▶ **REQUIREMENTS**: Please update the records below, replacing "weed" with "crop" and leaving everything else unchanged.

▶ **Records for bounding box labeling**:
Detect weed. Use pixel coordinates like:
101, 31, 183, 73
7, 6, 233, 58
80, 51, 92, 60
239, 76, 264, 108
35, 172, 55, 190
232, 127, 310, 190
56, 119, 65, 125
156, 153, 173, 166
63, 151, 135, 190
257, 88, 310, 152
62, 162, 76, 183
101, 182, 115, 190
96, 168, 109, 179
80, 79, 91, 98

▶ **RESULT**:
Detect crop. Use pixel coordinates like:
101, 31, 183, 73
7, 6, 233, 58
80, 51, 92, 60
239, 76, 264, 108
35, 172, 55, 190
232, 127, 310, 190
56, 119, 65, 125
156, 153, 173, 166
63, 151, 135, 190
257, 88, 310, 152
62, 162, 76, 183
101, 182, 115, 190
96, 168, 109, 179
80, 79, 91, 98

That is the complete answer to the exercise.